== Excerpt
Yeah seems it is a problem of pm.Data (maybe even theano.shared in general). I have this pretty old blog post https://junpenglao.xyz/Blogs/posts/2017-10-23-OOS_missing.html dealing with this: basically creating a new RV that conditioned on the new predictors for posterior predictive samples.

2 Likes

Thanks @junpenglao I will read through the post and see if I can figure it out. I also suspect the issue may be, that the theano compute graph may change when the data x is replaced with new data. As the new data may have a different count of missing values at different places and the x_missing RV is linked differently to x. But this is just a hunch.

I thought I got it but something is still off. I first get the trace with imputation:

x = np.array([[np.nan, 2.1], [2, 4], [1, 5]])
====
== Supplied information
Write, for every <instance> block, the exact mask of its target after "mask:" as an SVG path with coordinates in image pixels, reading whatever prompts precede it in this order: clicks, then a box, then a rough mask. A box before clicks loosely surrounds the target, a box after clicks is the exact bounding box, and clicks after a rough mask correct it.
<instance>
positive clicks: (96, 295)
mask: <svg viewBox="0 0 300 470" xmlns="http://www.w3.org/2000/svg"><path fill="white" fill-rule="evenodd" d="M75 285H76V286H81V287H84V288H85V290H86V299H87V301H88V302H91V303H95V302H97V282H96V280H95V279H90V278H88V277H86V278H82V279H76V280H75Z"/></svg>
====
=== Work instructions ===
Rewrite the forum excerpt from "Yeah seems it" to "2.1], [2, 4], [1, 5]])", changing "new data" to "fresh data" wherever it occurs. The data shown here were drawn from a separate source.

=== Response to the task ===
Yeah seems it is a problem of pm.Data (maybe even theano.shared in general). I have this pretty old blog post https://junpenglao.xyz/Blogs/posts/2017-10-23-OOS_missing.html dealing with this: basically creating a new RV that conditioned on the new predictors for posterior predictive samples.

2 Likes

Thanks @junpenglao I will read through the post and see if I can figure it out. I also suspect the issue may be, that the theano compute graph may change when the data x is replaced with fresh data. As the fresh data may have a different count of missing values at different places and the x_missing RV is linked differently to x. But this is just a hunch.

I thought I got it but something is still off. I first get the trace with imputation:

x = np.array([[np.nan, 2.1], [2, 4], [1, 5]])